_Given exercise 1_
Find every line in the records that contains the string "target" and copy each of those lines.

_Source excerpt_
Methane accounts for 12% of greenhouse gas emissions in Europe in 2019. Europe is the only region where CH4 emissions have decreased over the last 20 years.

Nitrous oxide - N2O

Nitrous oxide, also known as nitrous oxide or "laughing gas", is an oxygen compound of nitrogen. Its chemical formula is N2O. It is considered the third most important greenhouse gas, after CO2 and CH4.

Nitrous oxide has several emission sources. Microbial processes in cultivated soils, such as nitrification and denitrification, which are linked to the use of mineral nitrogen fertilizers, are the main source of nitrous oxide emissions into the atmosphere.

Certain industrial processes, such as the manufacture of glyoxal, adipic, glyoxylic and nitric acids, or the production of combustion equipment, are sources of N2O emissions. Finally, fossil fuels for domestic heating and transport, and biomass combustion, are also sources of nitrous oxide emissions.

N2O emissions in Europe in 2019 accounted for 6.8% of total greenhouse gas emissions. Nitrous oxide also contributes to the destruction of the ozone layer.

Water vapor - H2O

Water vapor, with the molecule H2O, is the gaseous state of water. It is the most important GHG in terms of the natural greenhouse effect. Evaporation of water from the Earth's surface and evapotranspiration by plants produce most of the water vapour in the atmosphere.

Nevertheless, human activity also plays a role in the concentration of this gas in the atmosphere. The cooling towers of nuclear power plants or the drags of aircraft flying for a few hours in the stratosphere are examples of additional H2O emissions generated by human activity. The quantity of water vapour induced by human activities is negligible compared with that induced by natural evaporation, and therefore makes only a minor contribution to the additional H2O greenhouse effect.

According to ADEME, water vapor is the most abundant greenhouse gas, occupying between 0.4% and 4% of atmospheric volume, whereas all other greenhouse gases occupy less than 0.1% of this volume.

Climate change, caused by rising concentrations of other greenhouse gases in the atmosphere, is having an impact on the water cycle. Rising average temperatures lead to a change in the saturation point at which water condenses, resulting in increased precipitation in some parts of the world and drought in others.

Fluorinated gases - HFCs, PFCs, NF3, SH6

Fluorinated gases are called "artificial" or "industrial" because their presence in the atmosphere is due to human activities, and they are not naturally present in the atmosphere, as is the case for the other GHGs presented above.

There are four different fluorinated GHGs:

  • Hydrofluorocarbons (HFCs) are organic compounds made up of carbon, hydrogen and fluorine.
  • Perfluorocarbons (PFCs) are also organic compounds, consisting solely of carbon and fluorine.
  • Nitrogen trifluoride (NF₃) is an inorganic compound with the empirical formula NF3. It is composed of nitrogen-fluorine.
  • Sulfur hexafluoride (SF6), composed of fluorine and sulfur.

Fluorinated gas emissions come from a variety of sources. Refrigerants used in cold chain equipment and air conditioning systems are responsible for gas emissions throughout their life cycle.

The foams used for insulation in the building and civil engineering sector produce the majority of fluorinated gas emissions, particularly during the manufacturing process.

Fluids emitted by fire-fighting systems, when in use or due to leaks, are sources of fluorinated gas emissions.

_Given exercise 2_
Quote the greenhouse gas text word for word, everything from "According to ADEME, water" down to "GHGs presented above.".

Pointing and labeling entries
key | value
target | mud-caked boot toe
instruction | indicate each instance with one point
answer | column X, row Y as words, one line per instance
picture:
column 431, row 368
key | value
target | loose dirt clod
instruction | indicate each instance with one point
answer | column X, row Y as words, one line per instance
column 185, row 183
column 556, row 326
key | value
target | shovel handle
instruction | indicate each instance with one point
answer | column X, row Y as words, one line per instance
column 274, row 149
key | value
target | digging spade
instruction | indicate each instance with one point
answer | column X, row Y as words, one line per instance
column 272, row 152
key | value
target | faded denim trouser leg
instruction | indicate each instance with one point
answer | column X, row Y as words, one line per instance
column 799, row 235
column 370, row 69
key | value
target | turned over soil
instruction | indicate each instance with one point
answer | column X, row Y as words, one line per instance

_Full solution 1_
target | mud-caked boot toe
target | loose dirt clod
target | shovel handle
target | digging spade
target | faded denim trouser leg
target | turned over soil

_Full solution 2_
According to ADEME, water vapor is the most abundant greenhouse gas, occupying between 0.4% and 4% of atmospheric volume, whereas all other greenhouse gases occupy less than 0.1% of this volume.

Climate change, caused by rising concentrations of other greenhouse gases in the atmosphere, is having an impact on the water cycle. Rising average temperatures lead to a change in the saturation point at which water condenses, resulting in increased precipitation in some parts of the world and drought in others.

Fluorinated gases - HFCs, PFCs, NF3, SH6

Fluorinated gases are called "artificial" or "industrial" because their presence in the atmosphere is due to human activities, and they are not naturally present in the atmosphere, as is the case for the other GHGs presented above.